§ **Exercise**
Everything from the line with "of the amber" to the end of the data should be restated word for word, and nothing before it.

Location annotation dataset excerpts
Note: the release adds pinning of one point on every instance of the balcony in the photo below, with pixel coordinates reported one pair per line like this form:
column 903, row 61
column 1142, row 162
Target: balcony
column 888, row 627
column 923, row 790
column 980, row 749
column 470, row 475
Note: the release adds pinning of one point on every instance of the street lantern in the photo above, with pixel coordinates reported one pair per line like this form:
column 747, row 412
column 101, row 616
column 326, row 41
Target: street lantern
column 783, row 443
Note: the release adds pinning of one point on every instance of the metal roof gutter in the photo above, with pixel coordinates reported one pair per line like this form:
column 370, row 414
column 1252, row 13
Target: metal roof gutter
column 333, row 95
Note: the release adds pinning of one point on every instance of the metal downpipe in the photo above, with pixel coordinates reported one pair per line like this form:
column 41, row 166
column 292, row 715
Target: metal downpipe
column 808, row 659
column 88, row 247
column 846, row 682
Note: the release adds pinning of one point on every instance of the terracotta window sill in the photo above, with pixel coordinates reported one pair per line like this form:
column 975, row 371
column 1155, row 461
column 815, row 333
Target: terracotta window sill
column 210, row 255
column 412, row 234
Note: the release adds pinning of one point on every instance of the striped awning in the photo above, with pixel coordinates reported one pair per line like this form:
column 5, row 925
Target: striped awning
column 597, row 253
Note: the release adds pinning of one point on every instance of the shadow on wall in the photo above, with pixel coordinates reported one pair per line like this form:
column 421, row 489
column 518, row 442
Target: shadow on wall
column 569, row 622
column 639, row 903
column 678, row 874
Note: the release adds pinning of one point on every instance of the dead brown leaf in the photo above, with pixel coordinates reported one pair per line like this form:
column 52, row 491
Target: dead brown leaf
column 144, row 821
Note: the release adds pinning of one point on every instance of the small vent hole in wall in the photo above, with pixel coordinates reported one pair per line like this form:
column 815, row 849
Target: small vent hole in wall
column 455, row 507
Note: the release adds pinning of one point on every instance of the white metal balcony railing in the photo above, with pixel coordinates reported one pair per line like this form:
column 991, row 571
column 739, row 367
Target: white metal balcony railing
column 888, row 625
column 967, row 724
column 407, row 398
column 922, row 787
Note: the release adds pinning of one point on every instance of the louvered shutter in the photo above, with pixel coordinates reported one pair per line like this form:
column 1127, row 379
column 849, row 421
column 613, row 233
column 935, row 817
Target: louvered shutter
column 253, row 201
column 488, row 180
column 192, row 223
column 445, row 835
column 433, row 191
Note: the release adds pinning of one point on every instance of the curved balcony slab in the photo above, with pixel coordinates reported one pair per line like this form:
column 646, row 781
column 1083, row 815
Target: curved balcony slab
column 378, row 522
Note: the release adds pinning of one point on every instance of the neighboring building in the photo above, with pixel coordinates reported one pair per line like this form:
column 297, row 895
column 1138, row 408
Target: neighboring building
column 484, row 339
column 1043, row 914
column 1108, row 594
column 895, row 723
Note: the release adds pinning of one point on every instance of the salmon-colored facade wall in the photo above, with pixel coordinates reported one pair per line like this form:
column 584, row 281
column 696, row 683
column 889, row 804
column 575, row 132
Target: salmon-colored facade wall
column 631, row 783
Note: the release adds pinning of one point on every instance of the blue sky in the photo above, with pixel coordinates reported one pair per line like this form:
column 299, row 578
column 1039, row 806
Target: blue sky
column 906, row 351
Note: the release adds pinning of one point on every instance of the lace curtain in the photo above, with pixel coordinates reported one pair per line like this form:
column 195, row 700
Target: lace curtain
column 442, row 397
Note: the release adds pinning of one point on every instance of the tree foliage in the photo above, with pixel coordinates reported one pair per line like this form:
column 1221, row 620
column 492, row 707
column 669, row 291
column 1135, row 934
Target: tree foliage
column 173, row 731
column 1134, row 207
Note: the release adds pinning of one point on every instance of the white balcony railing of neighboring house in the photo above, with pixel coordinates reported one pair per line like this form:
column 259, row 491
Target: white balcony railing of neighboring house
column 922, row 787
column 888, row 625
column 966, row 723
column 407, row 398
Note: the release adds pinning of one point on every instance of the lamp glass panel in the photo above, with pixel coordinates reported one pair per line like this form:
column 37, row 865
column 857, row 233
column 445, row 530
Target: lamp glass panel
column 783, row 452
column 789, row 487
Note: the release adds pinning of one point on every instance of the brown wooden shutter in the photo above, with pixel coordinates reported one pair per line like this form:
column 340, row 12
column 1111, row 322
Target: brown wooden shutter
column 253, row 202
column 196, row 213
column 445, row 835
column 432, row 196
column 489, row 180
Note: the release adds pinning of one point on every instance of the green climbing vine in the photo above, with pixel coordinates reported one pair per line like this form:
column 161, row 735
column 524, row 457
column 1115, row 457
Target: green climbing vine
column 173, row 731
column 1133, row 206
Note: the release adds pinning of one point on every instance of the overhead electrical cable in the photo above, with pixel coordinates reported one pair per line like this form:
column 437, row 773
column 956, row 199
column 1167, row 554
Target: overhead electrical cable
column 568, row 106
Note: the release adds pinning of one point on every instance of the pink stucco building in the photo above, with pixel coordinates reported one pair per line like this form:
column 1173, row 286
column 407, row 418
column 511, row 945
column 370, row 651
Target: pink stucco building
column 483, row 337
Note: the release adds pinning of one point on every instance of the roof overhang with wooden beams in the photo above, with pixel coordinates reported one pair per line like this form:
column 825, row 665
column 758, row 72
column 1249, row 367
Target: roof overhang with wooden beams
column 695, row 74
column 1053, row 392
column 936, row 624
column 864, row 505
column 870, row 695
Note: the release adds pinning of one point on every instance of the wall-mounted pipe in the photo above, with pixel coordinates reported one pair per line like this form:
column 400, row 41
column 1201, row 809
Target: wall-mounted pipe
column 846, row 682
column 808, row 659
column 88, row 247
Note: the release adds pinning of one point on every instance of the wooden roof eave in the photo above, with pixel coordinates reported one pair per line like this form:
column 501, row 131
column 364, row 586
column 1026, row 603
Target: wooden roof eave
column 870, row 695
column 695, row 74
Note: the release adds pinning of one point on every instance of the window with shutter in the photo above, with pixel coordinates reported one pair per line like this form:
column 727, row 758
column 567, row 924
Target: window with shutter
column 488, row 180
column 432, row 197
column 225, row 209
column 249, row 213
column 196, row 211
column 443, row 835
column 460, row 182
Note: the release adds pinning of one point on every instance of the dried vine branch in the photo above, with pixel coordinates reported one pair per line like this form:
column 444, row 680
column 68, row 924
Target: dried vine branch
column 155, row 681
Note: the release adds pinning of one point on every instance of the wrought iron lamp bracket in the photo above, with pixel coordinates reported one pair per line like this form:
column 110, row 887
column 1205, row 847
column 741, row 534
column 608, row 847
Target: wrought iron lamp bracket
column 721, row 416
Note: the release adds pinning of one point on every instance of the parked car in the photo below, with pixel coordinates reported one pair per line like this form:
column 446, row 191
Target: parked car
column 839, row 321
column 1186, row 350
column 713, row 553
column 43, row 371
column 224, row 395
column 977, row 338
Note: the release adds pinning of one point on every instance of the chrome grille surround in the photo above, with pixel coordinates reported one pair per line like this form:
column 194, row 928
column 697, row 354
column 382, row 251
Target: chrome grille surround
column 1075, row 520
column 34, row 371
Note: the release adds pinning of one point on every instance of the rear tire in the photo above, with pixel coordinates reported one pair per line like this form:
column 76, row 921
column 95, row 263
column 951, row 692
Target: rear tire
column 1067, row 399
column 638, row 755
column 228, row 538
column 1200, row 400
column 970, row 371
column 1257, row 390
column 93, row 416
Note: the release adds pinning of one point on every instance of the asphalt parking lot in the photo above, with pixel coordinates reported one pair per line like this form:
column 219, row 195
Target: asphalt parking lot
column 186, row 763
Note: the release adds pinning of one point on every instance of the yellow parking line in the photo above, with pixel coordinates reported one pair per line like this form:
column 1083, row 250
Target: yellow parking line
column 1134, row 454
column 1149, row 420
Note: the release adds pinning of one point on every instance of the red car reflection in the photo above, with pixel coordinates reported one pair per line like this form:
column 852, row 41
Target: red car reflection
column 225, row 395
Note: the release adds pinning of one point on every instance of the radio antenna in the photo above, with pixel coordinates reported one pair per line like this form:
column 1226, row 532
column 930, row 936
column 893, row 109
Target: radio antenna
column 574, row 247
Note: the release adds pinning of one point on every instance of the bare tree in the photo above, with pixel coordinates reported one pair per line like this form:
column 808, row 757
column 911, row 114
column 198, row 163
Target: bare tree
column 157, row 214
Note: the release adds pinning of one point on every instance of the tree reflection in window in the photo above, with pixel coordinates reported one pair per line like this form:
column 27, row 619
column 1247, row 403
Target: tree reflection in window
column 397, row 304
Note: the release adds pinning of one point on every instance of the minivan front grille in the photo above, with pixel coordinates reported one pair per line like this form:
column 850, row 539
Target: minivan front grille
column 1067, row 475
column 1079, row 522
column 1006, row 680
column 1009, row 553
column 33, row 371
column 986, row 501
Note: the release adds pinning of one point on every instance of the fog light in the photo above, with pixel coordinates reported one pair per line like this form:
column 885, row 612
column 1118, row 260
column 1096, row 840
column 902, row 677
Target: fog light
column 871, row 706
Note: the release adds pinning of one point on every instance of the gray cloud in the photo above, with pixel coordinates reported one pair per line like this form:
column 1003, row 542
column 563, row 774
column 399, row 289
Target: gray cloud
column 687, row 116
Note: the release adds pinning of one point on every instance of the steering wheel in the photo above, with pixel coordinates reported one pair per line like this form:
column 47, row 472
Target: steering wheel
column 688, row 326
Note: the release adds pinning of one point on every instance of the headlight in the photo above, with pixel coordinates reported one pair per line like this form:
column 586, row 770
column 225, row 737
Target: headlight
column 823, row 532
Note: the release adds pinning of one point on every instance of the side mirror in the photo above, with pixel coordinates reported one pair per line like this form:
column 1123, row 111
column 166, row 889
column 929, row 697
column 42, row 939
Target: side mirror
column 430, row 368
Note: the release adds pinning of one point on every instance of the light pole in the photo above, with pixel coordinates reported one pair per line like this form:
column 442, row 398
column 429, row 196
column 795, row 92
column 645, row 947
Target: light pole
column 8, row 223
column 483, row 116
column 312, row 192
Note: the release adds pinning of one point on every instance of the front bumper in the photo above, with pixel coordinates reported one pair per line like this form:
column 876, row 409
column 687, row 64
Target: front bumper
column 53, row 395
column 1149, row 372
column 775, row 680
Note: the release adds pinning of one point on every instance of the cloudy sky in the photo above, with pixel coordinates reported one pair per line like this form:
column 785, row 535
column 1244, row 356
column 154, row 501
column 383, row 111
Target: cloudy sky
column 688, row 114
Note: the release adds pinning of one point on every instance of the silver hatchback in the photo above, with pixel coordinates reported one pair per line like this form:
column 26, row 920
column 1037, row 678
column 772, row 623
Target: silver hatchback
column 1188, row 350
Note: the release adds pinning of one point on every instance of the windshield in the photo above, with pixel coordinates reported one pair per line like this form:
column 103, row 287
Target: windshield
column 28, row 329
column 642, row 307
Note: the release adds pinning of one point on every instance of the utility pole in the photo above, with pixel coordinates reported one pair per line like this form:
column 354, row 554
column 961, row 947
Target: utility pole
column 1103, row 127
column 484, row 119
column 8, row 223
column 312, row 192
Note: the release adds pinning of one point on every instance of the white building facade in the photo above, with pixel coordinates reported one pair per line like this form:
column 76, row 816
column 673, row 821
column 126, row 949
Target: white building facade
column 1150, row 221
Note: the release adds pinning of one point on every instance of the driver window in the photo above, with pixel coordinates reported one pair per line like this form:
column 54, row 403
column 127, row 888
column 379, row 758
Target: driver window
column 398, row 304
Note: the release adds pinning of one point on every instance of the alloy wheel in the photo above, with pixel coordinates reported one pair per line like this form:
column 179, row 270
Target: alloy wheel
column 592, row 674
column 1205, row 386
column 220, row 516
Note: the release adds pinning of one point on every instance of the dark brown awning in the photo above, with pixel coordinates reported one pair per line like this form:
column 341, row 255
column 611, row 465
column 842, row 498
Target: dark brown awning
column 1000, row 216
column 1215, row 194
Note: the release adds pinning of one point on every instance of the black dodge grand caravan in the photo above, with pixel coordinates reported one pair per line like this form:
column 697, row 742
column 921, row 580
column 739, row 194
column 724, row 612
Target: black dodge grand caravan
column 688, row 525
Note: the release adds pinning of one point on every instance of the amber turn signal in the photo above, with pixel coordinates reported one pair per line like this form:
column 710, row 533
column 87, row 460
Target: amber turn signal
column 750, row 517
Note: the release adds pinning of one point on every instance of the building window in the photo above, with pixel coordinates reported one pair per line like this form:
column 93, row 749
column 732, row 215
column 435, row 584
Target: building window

§ **Correct result**
Note: the release adds pinning of one point on every instance of the amber turn signal in the photo above, with pixel coordinates reported one pair per line like this form:
column 710, row 533
column 87, row 460
Target: amber turn signal
column 750, row 517
Note: the release adds pinning of one point on every instance of the building window in the photo above, with pixel coordinates reported one pair per line like this form:
column 93, row 749
column 732, row 215
column 435, row 584
Target: building window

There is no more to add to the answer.